#### TEXTO PROPORCIONADO
-----
También proporcionan estas memorias un noticiario cultural con su inevitable glosa. Algún detalle concreto descubre miserias, así la intromisión de Antonio Colinas para vetar la publicación de los diarios de su paisano Antonio Pereira. Pero no abundan los de esta clase, y más bien Gamoneda ayuda, desde su experiencia personal, a reconstruir la imagen literaria de un tiempo y los afanes (concursos, premios, revistillas) y vejaciones (la censura que dio al traste con el poemario Actos) de los escritores de entonces. A partir del trato personal, Gamoneda aporta, sobre todo, valiosos apuntes sobre el grupo de la revista leonesa Espadaña, primer hito de rebeldía lírica en la posguerra contra la evasión y el clasicismo. En La pobreza deja testimonio de afecto y admiración, con puntualizaciones certeras, por Eugenio de Nora, Victoriano Crémer o Antonio González de Lama.
Por más desconocido, resulta de mayor interés el relato del activismo político de Gamoneda, su discreta y eficaz labor como delegado de Comisiones Obreras en León y su militancia en el Partido Comunista. La estampa, en este caso, rescata con frescura peripecias y misterios del trabajo en la clandestinidad. Suelen estar marcadas las crónicas de la agitación política y laboral contra el franquismo con el énfasis que pone en su labor, por indicar un nombre, el sindicalista Manolo López en su muy interesante relato Mañana a las once en la plaza de la Cebada. Gamoneda evita, sin embargo, la épica al máximo, y su crónica militante tiene un aire de experiencia arriesgada pero modesta. No hay más que observar cómo explica su apartamiento de Comisiones (“me advertí desvinculado”) o cómo declara su “difícil vinculación con el Partido Comunista”, del cual, por cierto, precisa, nunca llegó a tener el carné en sus manos.
-----
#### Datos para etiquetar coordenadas
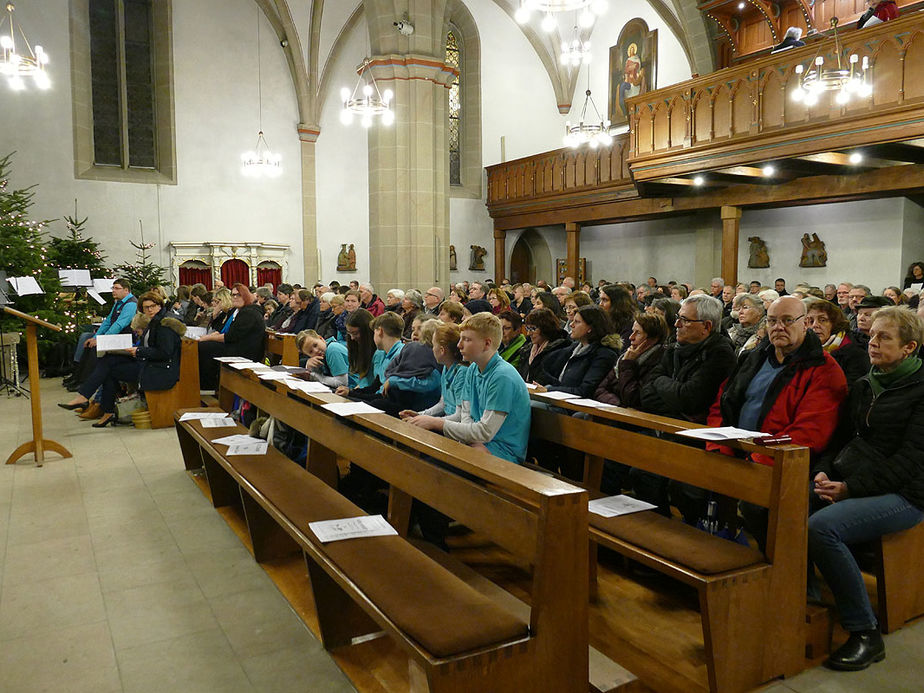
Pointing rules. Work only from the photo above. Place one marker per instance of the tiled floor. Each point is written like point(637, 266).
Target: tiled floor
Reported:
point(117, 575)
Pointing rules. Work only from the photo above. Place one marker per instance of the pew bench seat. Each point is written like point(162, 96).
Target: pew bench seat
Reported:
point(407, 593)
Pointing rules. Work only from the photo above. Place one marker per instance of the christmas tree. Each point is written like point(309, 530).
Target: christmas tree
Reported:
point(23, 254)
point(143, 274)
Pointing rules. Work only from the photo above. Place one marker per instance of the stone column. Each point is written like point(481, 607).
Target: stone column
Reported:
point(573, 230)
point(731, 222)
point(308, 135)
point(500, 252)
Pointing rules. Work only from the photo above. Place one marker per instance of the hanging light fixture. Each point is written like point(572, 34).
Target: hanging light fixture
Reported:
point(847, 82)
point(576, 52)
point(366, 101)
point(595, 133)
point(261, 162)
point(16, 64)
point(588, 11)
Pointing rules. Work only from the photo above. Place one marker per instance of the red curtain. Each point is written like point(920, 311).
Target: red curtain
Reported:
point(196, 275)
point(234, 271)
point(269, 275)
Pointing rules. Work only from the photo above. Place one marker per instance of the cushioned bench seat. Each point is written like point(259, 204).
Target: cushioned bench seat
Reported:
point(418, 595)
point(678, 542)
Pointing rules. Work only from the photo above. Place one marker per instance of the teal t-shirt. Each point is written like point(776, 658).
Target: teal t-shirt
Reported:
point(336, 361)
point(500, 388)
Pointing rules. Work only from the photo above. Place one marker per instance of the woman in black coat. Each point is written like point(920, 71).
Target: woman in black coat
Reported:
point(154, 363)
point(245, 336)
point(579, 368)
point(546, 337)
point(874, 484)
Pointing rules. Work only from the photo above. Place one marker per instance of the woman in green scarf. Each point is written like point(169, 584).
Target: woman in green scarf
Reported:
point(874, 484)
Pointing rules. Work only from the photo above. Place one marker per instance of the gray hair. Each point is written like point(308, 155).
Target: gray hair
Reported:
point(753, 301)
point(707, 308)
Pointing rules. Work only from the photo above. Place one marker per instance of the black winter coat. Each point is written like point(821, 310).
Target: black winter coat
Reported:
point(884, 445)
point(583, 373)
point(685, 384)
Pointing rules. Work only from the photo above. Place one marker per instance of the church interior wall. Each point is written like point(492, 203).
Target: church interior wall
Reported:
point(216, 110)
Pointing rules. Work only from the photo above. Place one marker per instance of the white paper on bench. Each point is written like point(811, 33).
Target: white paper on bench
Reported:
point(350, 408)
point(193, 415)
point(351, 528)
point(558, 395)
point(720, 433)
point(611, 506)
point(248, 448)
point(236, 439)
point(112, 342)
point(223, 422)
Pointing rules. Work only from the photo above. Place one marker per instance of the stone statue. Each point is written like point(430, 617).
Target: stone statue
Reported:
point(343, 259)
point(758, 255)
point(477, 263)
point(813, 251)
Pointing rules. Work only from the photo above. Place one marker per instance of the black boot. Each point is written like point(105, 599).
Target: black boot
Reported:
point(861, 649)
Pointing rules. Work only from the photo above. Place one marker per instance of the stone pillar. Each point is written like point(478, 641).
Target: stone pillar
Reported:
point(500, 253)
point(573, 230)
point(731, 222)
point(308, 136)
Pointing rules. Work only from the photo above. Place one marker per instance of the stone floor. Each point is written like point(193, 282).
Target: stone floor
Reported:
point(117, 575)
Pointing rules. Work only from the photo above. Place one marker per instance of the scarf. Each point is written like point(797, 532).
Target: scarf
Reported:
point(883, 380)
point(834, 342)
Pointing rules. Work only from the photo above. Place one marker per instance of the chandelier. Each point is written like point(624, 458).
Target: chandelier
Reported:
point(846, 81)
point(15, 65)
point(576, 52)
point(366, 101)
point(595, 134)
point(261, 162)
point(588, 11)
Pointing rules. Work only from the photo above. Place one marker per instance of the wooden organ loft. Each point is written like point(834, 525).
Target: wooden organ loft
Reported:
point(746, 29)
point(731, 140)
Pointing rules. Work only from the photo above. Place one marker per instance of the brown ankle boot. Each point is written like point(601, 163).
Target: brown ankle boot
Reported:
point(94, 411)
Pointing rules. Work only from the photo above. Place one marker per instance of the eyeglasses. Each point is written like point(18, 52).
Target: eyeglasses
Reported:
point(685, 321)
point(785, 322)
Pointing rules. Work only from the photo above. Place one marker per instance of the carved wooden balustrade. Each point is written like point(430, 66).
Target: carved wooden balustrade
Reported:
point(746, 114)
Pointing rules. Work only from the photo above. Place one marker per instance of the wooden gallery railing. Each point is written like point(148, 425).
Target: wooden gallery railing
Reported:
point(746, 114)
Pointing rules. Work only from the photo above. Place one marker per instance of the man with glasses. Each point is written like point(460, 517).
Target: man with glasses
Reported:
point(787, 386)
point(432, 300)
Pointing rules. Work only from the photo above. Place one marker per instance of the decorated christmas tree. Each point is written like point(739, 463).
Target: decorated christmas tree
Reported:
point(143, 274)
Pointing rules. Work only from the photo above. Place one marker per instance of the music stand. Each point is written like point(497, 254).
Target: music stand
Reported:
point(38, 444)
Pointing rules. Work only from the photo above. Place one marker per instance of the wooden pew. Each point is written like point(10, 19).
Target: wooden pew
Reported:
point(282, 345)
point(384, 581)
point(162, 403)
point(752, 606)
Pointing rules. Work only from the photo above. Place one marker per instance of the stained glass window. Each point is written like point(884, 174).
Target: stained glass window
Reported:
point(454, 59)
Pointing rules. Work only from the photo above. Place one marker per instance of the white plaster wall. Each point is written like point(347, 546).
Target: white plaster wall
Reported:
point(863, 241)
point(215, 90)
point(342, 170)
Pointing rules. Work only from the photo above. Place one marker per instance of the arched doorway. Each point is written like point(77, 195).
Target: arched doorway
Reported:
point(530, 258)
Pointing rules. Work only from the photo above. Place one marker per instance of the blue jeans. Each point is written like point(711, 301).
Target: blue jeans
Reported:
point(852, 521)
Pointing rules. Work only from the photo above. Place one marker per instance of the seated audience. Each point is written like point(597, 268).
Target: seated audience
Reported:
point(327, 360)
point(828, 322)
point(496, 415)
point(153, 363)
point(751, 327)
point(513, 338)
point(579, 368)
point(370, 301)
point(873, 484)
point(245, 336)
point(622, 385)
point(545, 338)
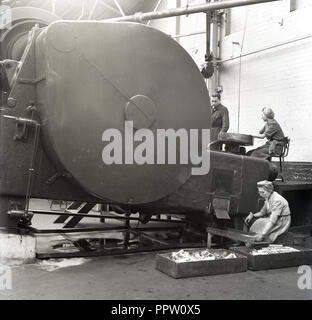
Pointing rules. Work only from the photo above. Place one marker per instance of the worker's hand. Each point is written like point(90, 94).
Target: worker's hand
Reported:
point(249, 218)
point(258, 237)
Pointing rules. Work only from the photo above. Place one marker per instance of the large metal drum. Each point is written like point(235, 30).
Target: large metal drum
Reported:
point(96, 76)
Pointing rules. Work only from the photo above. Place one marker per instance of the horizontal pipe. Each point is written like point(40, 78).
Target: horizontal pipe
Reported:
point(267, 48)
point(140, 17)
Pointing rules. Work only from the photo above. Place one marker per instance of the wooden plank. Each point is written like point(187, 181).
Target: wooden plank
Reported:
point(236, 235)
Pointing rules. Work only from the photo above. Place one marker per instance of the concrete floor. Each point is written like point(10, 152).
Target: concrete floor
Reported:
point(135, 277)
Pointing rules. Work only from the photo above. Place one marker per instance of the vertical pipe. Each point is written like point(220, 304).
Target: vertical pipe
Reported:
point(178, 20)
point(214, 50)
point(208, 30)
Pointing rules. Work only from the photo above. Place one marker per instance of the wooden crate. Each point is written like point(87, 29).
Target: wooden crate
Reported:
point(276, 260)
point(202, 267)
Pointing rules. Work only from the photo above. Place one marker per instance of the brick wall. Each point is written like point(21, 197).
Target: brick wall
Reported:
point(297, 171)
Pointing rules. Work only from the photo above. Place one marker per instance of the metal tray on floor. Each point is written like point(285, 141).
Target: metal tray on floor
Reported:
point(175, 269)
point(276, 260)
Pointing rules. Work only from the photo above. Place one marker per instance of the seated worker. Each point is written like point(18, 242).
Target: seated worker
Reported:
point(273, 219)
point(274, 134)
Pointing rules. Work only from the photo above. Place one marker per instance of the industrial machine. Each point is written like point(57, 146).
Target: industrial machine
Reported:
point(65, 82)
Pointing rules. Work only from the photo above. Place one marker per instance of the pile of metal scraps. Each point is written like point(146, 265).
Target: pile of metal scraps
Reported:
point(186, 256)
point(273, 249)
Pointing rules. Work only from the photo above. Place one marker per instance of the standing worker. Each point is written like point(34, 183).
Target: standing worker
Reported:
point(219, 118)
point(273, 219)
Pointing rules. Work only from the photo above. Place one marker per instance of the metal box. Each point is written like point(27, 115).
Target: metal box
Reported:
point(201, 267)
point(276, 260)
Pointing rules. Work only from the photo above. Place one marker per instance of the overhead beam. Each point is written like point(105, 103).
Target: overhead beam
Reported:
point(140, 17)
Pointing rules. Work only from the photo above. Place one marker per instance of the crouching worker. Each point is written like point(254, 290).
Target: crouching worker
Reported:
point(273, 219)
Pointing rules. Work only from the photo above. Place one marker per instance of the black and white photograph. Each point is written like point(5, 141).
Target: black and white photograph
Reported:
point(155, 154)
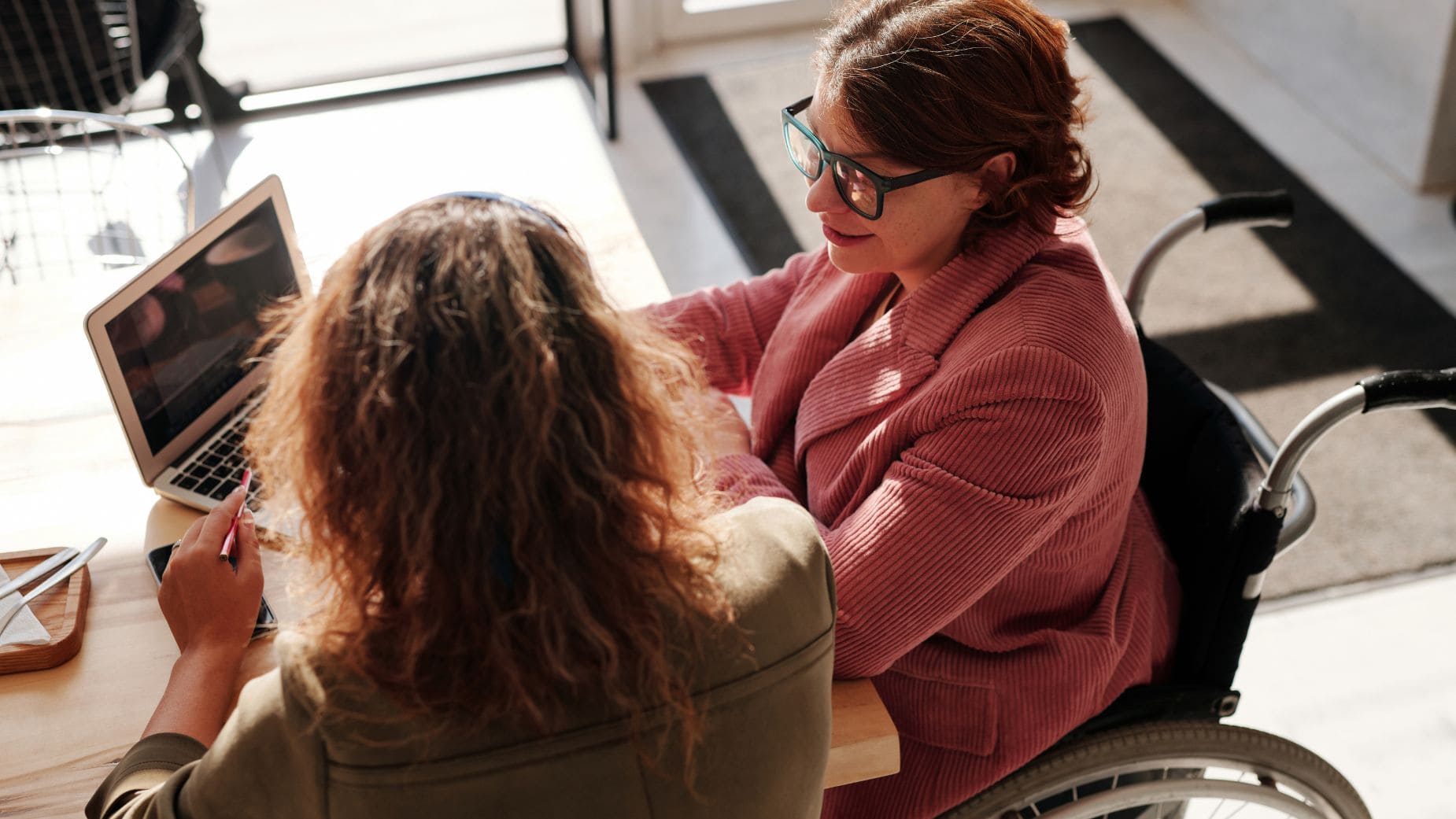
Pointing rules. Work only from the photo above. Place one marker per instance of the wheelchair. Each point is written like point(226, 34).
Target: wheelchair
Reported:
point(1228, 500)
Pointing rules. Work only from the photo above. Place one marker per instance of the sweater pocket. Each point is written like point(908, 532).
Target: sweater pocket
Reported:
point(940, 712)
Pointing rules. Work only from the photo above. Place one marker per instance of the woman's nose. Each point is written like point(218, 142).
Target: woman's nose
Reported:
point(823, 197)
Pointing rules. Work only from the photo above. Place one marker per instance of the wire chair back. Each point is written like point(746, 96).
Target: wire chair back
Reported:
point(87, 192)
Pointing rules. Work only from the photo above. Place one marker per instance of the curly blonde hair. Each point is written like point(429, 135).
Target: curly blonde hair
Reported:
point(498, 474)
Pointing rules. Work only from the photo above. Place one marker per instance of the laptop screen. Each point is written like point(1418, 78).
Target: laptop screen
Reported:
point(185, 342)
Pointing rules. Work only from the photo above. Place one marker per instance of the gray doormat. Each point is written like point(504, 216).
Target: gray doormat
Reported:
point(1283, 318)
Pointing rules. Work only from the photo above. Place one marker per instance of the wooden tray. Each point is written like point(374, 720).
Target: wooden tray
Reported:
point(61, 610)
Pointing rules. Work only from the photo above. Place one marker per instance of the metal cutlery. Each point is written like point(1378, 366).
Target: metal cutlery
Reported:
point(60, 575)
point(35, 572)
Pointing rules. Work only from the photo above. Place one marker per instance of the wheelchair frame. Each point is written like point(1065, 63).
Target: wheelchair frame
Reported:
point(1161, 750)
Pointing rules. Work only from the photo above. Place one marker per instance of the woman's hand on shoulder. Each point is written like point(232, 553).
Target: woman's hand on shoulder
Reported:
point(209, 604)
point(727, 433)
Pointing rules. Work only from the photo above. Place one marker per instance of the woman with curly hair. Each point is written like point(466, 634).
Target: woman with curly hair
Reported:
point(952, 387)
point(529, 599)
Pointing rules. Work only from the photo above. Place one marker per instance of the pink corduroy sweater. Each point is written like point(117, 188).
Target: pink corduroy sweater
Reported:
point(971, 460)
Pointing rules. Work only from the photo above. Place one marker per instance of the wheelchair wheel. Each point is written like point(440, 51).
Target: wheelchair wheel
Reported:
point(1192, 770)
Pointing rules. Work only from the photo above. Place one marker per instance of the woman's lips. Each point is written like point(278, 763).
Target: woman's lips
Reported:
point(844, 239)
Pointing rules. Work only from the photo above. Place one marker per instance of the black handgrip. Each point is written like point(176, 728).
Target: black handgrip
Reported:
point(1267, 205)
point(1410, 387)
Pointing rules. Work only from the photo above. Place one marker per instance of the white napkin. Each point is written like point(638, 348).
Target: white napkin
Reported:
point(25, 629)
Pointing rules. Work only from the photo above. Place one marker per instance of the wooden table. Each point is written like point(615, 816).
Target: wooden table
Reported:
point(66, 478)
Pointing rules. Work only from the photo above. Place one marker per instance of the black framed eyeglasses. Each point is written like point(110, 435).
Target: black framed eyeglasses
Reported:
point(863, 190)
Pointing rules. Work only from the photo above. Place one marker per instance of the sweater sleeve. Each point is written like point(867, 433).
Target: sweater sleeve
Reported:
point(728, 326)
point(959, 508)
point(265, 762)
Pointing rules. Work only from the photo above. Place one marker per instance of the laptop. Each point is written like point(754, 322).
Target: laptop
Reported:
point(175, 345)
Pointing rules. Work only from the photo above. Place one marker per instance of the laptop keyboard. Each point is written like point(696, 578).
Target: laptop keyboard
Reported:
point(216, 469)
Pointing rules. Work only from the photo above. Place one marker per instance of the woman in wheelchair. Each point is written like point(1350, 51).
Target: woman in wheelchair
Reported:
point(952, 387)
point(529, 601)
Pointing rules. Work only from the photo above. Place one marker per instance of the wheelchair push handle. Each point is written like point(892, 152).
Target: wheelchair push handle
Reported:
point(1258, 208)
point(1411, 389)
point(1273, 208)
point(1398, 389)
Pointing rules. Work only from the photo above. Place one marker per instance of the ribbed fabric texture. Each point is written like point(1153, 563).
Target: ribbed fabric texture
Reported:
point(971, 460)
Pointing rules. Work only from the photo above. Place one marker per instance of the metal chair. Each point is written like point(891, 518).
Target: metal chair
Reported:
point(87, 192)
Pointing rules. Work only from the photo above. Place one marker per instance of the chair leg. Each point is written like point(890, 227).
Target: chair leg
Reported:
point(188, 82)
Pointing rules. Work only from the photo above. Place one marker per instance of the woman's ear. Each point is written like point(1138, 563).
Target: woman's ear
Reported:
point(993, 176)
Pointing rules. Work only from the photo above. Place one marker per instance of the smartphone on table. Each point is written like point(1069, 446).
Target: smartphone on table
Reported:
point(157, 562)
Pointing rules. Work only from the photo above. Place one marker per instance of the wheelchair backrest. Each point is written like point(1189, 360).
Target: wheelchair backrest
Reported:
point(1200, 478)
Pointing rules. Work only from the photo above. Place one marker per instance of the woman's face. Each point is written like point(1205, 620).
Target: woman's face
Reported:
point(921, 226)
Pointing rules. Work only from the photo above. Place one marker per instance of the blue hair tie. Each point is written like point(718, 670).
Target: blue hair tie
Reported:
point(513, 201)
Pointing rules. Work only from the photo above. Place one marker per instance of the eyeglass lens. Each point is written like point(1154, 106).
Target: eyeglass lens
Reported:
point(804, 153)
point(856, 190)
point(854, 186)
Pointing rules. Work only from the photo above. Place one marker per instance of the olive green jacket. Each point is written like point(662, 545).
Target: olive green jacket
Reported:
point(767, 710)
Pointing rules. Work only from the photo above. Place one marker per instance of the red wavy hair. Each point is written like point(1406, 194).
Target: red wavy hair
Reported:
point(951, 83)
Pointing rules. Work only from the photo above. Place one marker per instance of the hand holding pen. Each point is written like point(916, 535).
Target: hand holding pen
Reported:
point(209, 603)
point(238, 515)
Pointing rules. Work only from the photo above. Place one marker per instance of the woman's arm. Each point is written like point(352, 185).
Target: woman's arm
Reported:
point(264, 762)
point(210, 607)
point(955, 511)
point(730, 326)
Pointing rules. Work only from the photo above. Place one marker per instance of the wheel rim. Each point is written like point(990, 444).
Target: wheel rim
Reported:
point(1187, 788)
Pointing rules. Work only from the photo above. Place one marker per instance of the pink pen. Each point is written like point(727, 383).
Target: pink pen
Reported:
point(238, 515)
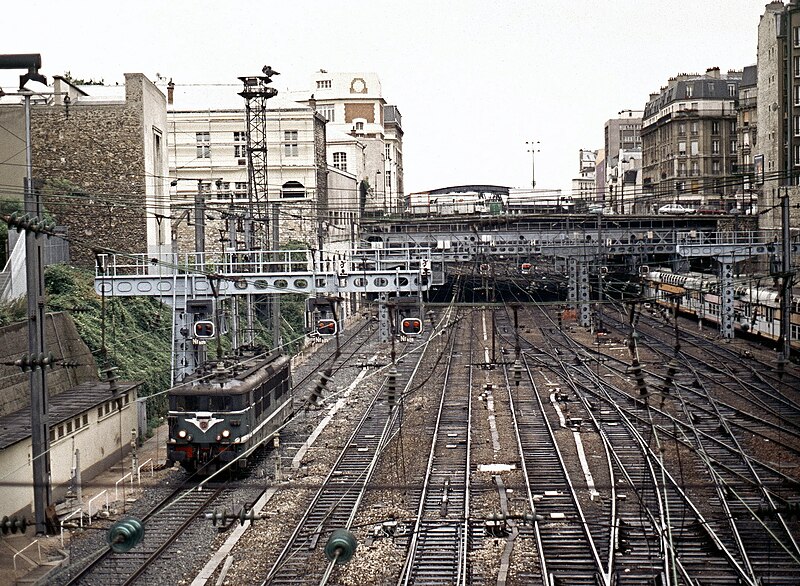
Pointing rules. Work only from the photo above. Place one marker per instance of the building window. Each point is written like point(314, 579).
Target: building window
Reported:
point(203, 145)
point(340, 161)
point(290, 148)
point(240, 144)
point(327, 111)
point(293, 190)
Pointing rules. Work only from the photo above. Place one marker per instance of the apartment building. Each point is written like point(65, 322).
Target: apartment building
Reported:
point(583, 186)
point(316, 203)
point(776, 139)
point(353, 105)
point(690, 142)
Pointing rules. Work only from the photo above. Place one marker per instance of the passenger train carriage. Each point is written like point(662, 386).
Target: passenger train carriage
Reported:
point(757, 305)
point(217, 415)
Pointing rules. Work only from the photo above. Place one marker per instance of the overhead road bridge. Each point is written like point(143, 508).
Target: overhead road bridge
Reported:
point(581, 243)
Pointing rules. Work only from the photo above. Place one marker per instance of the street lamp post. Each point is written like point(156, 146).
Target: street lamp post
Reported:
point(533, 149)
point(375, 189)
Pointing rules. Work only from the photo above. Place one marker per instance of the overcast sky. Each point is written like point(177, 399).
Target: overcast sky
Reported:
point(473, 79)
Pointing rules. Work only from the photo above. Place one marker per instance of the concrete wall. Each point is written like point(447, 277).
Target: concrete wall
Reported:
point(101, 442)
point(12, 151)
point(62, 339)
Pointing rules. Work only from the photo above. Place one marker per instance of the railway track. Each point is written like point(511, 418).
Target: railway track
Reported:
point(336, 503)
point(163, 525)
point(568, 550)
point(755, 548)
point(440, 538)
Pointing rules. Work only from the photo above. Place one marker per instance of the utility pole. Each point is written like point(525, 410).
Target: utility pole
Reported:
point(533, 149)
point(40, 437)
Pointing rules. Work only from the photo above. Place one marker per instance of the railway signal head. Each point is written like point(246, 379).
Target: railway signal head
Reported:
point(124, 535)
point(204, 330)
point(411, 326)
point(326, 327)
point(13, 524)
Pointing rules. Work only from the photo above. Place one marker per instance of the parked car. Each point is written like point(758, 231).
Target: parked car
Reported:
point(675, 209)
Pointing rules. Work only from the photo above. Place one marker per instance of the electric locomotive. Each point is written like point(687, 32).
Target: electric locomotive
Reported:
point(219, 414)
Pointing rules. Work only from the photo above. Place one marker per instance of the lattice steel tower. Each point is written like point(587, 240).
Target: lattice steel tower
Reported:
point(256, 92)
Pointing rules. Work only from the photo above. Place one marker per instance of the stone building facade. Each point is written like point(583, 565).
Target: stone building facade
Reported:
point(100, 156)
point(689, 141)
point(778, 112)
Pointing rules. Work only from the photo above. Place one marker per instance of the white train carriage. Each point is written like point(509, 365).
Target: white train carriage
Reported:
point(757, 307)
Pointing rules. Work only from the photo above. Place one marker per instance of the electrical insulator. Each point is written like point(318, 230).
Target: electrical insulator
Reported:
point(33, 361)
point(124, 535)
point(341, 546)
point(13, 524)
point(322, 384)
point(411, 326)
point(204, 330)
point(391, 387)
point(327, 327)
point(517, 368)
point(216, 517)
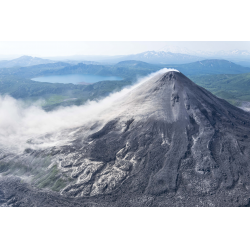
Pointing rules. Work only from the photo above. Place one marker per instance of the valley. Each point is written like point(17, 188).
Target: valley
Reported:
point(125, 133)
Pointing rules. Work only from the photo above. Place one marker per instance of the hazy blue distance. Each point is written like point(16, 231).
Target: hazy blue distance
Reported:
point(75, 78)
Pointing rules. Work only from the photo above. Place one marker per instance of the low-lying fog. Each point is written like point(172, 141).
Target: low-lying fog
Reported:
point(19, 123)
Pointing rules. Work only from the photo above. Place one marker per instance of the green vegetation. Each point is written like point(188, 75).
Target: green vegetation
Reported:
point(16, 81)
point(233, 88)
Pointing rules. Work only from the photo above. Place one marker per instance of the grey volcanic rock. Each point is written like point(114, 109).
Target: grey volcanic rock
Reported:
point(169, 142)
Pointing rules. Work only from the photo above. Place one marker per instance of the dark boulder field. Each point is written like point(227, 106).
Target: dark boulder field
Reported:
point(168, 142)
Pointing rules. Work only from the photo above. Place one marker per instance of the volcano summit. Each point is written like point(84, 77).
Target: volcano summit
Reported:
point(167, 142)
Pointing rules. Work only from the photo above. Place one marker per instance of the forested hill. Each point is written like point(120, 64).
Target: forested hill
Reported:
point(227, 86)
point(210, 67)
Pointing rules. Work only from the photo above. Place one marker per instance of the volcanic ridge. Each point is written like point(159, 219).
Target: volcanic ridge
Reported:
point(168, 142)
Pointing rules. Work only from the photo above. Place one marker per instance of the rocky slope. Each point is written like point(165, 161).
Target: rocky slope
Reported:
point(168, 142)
-----
#### QUÉ SE PIDE
Prolonga el texto sobre las memorias de Gamoneda a partir de su última oración. Los registros no tienen relación con el texto.

#### RESPUESTA AL EJERCICIO
Esta vertiente práctica de la ideología se complementa en La pobreza con explícitas exposiciones políticas. No tienen mucho aparataje especulativo y su fundamento se halla, por decirlo a la manera del autor, en la percepción del mundo “partiendo de una conciencia correcta y crítica”. Desde ahí, a Gamoneda le sostiene una vigorosa decantación por la fraternidad y por la solidaridad con el sufrimiento, la injusticia y la desigualdad. Estos principios éticos le llevan a la conclusión de que “al día de hoy, democracia es igual a capitalismo”, con un resultado negativo, porque todos, derechas e izquierdas, están y se acogen al sistema, lo confirman y lo respetan. Las consecuencias: “El sistema es injusto y crea sufrimiento”. Por desgracia no percibe ninguna otra buena opción: “Las fórmulas históricas del comunismo, supuestas alternativas al capitalismo, tampoco son válidas”. Aunque sí ve alguna posibilidad: “La realización revolucionaria consistiría en la abolición progresiva del consumismo”, en su primer tramo del automóvil. Por ahí resultaría practicable el “agotamiento del instrumental depredador”.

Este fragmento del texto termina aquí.